─── Page
What advantage, I recently asked a trilingual writer, could you possibly find in using such an improvised, confusing, irregular patchwork of a language as English? She replied that this very improvisation, irregularity, and even confusion comes from the vast freedom of expression (and of invention of new expressions) that English offers over other European tongues. This goes even more so for American English, the variant with whose combination of carefully shaded nuances and smashing colloquialisms David Foster Wallace so dazzled his readers. Like many writers, Wallace also taught writing, but those of us not lucky enough to receive his direct instruction can still behold his teaching materials, archived online at the University of Texas at Austin’s Harry Ransom Center.
See, for instance, Wallace’s handout on five common usage mistakes, from his Fall 2002 section of English 183A at Pomona College (an advanced fiction writing class, taught last Spring by Jonathan Lethem). “The preposition towards is British usage; the US spelling is toward.” Fair enough. “And is a conjunction; so is so,” he continues. “Except in dialogue between particular kinds of characters, you never need both conjunctions.” Handy to know! Then, things get more technical: “For a compound sentence to require a comma plus a conjunction, both its constituent clauses must be independent.” As Wallace goes deeper, I feel even more sympathy for those who learn English as a second language, as I did when I read “Tense Present,” his Harper’s review of Bryan A. Garner’s A Dictionary of Modern American Usage. If the hardcore grammar talk tires you, feel free to peruse the Ransom Center’s other artifacts of Wallace’s time in the classroom—which we covered in a post last week—such as his syllabus for English 102: Literary Analysis, his guidelines for papers, and the marginalia in his copy of Carrie.
Related Content:
30 Free Essays & Stories by David Foster Wallace on the Web
David Foster Wallace: The Big, Uncut Interview (2003)
David Foster Wallace’s 1994 Syllabus
Colin Marshall hosts and produces Notebook on Cities and Culture and writes essays on literature, film, cities, Asia, and aesthetics. He’s at work on a book about Los Angeles, A Los Angeles Primer. Follow him on Twitter at @colinmarshall.
I like how he thinks “backwards” and “afterwards” are prepositions. Some grammar genius he was. And anyone who was bamboozled by his ridiculous Harper’s piece should read this: http://www.languagehat.com/archives/000510.php
I love this DFW piece but you can’t read the original, or print or download in readable form, unless you purchase a digital copy from the Harry Ransom Center at The University of Texas. The copy you have posted is not really legible, right. I have wanted to share this with my writer’s group. Archival Collections are like this, making a business of their stewardship of original materials like Wallace’s work.
──────
─── Supplied material
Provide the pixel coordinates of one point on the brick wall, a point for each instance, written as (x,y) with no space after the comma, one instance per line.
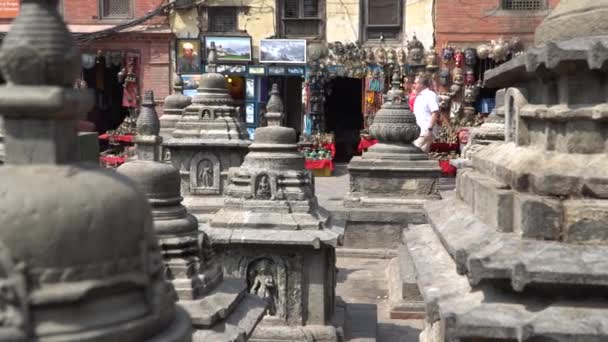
──────
Goals:
- 1) From the page on David Foster Wallace's teaching materials above, reproduce the passage from "I like how he" up to and including "like Wallace’s work.".
- 2) Answer these questions using the page on David Foster Wallace's teaching materials:
(a) At which college did Wallace teach his Fall 2002 section of English 183A?
(b) Where are Wallace's teaching materials archived online?
(c) What is the title of the book Colin Marshall is working on?

Answers:
- 1)
I like how he thinks “backwards” and “afterwards” are prepositions. Some grammar genius he was. And anyone who was bamboozled by his ridiculous Harper’s piece should read this: http://www.languagehat.com/archives/000510.php
I love this DFW piece but you can’t read the original, or print or download in readable form, unless you purchase a digital copy from the Harry Ransom Center at The University of Texas. The copy you have posted is not really legible, right. I have wanted to share this with my writer’s group. Archival Collections are like this, making a business of their stewardship of original materials like Wallace’s work.

- 2)
(a) Pomona College
(b) At the Harry Ransom Center of the University of Texas at Austin
(c) A Los Angeles Primer